** ARTICLE **
Le périscolaire n’est pas une recette miracle contre les inégalités sociales

Les enseignants du premier degré sont fortement déstabilisés par la persistance des inégalités scolaires.

Or, la réforme Peillon sur les rythmes scolaires présuppose que les inégalités de réussite scolaire peuvent être résolues hors de l’école ; ce qui est évidemment encore plus déstabilisant.

Quelles pistes pour réimpulser une dynamique collective ?

La question principale soulevée par la réforme Peillon des rythmes scolaires, hors conditions de travail des enseignants, est l’articulation scolaire – périscolaire.

Depuis longtemps existent des activités, autour de l’école, complémentaires, organisées par les mairies, par des associations d’éducation populaire ou autre. L’esprit de la loi est de lier les activités scolaires et périscolaires en prenant en compte les différents aspects des temps de l’enfant sur la semaine.

C’est à travers les Projets éducatifs de territoire de Peillon (PEDT) que cette articulation doit être pensée. Celui-ci « contribue à la lutte contre les inégalités scolaires en mettant en place des actions répondant à des besoins identifiés au niveau de chaque territoire ».

C’est bien là le nœud !… et cela pose des questions auxquelles il nous faudra bien répondre.

Très clairement le Ministre reprend à son compte ce qui relève de l’évidence : les inégalités scolaires sont très fortement corrélées aux inégalités sociales.

** LISTE DES TÂCHES **
• a. D'après l'article, par quels projets l'articulation entre le scolaire et le périscolaire doit-elle être pensée ?
• b. Recopiez tout le passage de l'article, de « C’est bien là » jusqu'à « aux inégalités sociales. ».

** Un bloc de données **
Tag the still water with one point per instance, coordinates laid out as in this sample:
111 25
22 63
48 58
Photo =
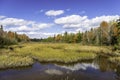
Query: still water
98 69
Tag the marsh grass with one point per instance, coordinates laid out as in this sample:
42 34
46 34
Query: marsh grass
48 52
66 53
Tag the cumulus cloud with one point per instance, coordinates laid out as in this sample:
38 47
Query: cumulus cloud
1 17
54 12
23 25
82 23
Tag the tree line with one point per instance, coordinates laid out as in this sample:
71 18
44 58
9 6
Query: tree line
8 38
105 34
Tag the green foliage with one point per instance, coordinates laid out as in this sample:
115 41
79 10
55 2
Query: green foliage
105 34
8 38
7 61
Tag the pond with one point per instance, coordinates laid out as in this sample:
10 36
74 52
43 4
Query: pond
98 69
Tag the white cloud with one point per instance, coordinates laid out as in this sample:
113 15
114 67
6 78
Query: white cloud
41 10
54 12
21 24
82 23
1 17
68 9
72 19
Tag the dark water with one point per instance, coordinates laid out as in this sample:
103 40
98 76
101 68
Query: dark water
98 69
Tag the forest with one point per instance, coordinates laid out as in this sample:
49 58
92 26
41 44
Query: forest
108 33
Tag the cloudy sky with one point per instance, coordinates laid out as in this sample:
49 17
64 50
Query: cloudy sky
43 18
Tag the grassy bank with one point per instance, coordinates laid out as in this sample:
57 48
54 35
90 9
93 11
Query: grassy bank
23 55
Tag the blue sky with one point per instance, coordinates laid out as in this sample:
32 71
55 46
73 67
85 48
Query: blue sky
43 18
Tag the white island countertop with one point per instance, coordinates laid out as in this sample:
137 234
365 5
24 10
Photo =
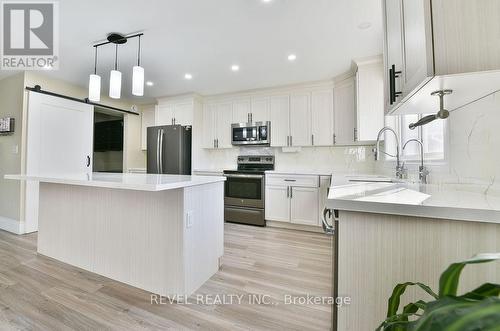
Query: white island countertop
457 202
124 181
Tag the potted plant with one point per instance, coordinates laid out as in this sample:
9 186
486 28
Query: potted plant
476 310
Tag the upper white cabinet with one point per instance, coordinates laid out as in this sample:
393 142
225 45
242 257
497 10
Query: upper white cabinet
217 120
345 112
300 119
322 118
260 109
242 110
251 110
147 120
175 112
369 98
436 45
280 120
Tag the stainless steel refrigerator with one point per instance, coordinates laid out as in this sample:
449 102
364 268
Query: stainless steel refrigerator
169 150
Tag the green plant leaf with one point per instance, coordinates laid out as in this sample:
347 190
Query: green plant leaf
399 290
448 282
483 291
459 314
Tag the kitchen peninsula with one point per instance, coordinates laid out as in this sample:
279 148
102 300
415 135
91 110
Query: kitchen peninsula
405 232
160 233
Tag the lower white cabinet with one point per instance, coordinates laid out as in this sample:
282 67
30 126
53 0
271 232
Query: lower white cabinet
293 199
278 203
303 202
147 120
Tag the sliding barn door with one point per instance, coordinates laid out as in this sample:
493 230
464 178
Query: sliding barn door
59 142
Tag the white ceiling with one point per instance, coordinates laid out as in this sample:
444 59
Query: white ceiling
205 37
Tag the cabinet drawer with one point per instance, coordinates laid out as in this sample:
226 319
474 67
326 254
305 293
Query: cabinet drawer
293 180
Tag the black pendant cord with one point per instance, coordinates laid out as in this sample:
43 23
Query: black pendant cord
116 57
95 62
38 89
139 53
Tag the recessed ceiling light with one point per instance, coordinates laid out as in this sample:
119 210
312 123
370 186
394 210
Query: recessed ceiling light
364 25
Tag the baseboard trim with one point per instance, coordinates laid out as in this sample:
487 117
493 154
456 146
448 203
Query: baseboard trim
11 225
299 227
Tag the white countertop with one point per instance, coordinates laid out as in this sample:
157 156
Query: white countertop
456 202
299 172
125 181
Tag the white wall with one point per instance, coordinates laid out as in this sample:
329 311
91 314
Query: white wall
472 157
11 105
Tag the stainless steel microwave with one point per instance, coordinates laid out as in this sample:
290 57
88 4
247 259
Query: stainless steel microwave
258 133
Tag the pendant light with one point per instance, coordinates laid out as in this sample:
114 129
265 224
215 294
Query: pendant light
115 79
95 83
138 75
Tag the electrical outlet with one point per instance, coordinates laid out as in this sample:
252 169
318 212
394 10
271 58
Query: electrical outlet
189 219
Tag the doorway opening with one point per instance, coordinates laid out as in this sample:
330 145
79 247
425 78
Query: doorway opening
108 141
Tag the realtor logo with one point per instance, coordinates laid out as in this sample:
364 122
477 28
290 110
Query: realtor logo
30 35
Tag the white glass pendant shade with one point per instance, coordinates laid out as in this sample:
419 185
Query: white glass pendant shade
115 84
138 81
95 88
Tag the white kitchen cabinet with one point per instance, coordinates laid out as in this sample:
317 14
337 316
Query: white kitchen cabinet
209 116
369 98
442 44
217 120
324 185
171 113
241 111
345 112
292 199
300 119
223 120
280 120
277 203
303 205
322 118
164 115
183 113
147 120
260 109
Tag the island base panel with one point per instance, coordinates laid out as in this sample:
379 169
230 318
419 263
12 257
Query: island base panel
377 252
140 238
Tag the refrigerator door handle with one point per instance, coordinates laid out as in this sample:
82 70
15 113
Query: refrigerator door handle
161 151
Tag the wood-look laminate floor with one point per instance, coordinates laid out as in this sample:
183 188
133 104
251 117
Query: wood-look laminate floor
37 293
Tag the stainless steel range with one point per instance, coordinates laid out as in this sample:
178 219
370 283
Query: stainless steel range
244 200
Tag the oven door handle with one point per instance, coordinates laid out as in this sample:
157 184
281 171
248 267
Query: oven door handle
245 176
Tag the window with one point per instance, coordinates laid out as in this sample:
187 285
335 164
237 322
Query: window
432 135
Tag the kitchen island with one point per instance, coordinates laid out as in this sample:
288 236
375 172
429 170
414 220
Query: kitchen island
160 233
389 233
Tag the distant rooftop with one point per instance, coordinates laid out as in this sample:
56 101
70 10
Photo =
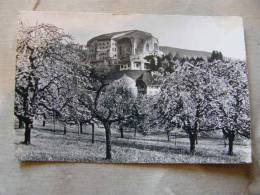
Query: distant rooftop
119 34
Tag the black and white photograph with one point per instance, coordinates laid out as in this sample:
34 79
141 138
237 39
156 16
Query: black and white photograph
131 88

** RÉPONSES PAR TÂCHE **
• a. Elle doit être pensée à travers les Projets éducatifs de territoire (PEDT).

• b.
C’est bien là le nœud !… et cela pose des questions auxquelles il nous faudra bien répondre.

Très clairement le Ministre reprend à son compte ce qui relève de l’évidence : les inégalités scolaires sont très fortement corrélées aux inégalités sociales.